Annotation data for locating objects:

________

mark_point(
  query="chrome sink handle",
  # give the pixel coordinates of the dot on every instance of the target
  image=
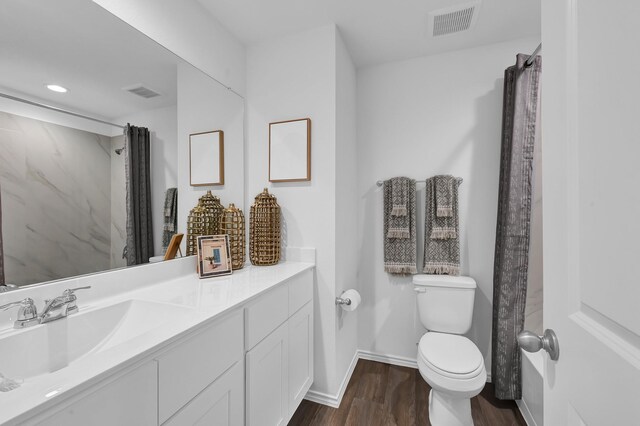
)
(61, 306)
(27, 315)
(70, 298)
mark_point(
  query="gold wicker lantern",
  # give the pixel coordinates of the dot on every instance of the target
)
(232, 224)
(203, 219)
(264, 233)
(213, 209)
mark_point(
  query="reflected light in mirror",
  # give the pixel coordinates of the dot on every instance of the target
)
(56, 88)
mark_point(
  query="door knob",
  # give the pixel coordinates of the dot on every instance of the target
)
(531, 342)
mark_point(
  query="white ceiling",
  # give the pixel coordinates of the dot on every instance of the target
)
(377, 31)
(79, 45)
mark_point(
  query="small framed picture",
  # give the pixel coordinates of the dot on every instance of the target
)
(214, 257)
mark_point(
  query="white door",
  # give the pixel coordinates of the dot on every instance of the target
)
(591, 185)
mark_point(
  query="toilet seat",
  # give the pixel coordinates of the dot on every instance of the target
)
(450, 355)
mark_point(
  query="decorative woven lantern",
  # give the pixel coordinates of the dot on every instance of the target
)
(232, 224)
(264, 234)
(195, 227)
(213, 210)
(204, 219)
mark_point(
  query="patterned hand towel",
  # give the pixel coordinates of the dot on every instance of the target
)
(444, 195)
(400, 226)
(170, 216)
(441, 238)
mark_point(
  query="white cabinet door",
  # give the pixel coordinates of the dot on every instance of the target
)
(267, 380)
(220, 404)
(300, 355)
(129, 400)
(193, 364)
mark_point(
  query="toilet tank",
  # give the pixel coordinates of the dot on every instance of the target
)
(445, 302)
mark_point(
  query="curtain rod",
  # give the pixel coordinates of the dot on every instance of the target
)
(15, 98)
(532, 57)
(381, 182)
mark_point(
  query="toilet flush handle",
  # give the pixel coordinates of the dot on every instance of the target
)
(530, 342)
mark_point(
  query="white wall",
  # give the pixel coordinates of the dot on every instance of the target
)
(204, 105)
(163, 125)
(49, 116)
(346, 250)
(289, 78)
(188, 30)
(433, 115)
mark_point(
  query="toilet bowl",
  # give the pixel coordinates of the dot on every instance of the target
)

________

WORK INSTRUCTIONS:
Pick out every line of the listing above that contains the string "lantern", matching case exactly.

SOLUTION:
  query="gold wicker lantern",
  query="decorative woven lantern",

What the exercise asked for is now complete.